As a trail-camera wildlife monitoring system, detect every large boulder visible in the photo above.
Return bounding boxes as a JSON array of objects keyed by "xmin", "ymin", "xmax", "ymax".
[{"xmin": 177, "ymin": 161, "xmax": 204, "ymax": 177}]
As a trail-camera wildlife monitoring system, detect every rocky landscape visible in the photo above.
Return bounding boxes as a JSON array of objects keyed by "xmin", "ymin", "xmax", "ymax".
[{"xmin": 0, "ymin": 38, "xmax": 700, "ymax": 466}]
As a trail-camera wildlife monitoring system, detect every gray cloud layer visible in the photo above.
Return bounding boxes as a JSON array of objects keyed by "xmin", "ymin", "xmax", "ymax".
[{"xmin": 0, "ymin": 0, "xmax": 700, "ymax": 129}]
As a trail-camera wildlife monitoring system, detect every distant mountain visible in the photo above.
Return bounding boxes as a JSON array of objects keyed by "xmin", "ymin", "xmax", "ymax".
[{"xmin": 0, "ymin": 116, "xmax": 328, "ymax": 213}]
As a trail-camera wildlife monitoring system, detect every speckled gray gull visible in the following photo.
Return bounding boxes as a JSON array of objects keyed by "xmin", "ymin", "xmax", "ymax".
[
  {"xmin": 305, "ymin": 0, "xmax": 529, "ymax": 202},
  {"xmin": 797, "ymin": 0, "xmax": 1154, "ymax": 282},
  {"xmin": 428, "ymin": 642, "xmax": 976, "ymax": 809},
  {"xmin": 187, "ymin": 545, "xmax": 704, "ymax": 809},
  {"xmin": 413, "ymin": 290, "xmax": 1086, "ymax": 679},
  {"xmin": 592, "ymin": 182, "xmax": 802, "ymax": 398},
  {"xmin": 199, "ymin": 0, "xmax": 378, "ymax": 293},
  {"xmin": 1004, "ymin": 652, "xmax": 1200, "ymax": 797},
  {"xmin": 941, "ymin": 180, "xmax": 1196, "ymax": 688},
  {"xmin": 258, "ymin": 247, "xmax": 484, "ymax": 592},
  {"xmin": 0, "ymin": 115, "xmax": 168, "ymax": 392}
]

- _WORK TO COMPLETE_
Rewrite all the records above as a numbered list, one line per item, and leave out any blank lines.

- _SOLVED PROBLEM_
1. As a trail-camera wildlife monitoring system, detect every large boulder visible in the photo above.
2. Return bounding boxes as a JSON array of objects keyed by "xmin", "ymin", "xmax", "ymax".
3. [{"xmin": 177, "ymin": 161, "xmax": 204, "ymax": 177}]
4. As a trail-camera wildlife monitoring system, detect every rocky landscape visible in the photo above.
5. Return bounding boxes as a JSON array of objects keyed by "xmin", "ymin", "xmax", "ymax".
6. [{"xmin": 0, "ymin": 38, "xmax": 700, "ymax": 466}]
7. As a trail-camera wildlife monitoring system, detect every gray cloud layer visible in the photo above.
8. Return bounding boxes as a JSON array of objects keyed by "xmin", "ymin", "xmax", "ymax".
9. [{"xmin": 0, "ymin": 0, "xmax": 700, "ymax": 129}]
10. As a trail-camera wildlife monitoring system, detect every distant mountain visible in the photo above.
11. Return bounding boxes as a JSON array of objects keyed by "xmin", "ymin", "xmax", "ymax".
12. [{"xmin": 0, "ymin": 116, "xmax": 328, "ymax": 213}]
13. As a trail-camera wildlife monitoring system, detect every speckled gray gull visible in the following photo.
14. Return bounding boxes as a JSON array of objects keyed by "xmin", "ymin", "xmax", "ymax".
15. [
16.   {"xmin": 305, "ymin": 0, "xmax": 529, "ymax": 202},
17.   {"xmin": 797, "ymin": 0, "xmax": 1154, "ymax": 282},
18.   {"xmin": 428, "ymin": 642, "xmax": 976, "ymax": 809},
19.   {"xmin": 187, "ymin": 545, "xmax": 704, "ymax": 809},
20.   {"xmin": 413, "ymin": 290, "xmax": 1086, "ymax": 679},
21.   {"xmin": 592, "ymin": 182, "xmax": 802, "ymax": 398},
22.   {"xmin": 199, "ymin": 0, "xmax": 378, "ymax": 293},
23.   {"xmin": 1004, "ymin": 652, "xmax": 1200, "ymax": 797},
24.   {"xmin": 941, "ymin": 180, "xmax": 1196, "ymax": 688},
25.   {"xmin": 258, "ymin": 247, "xmax": 484, "ymax": 592},
26.   {"xmin": 0, "ymin": 115, "xmax": 168, "ymax": 392}
27. ]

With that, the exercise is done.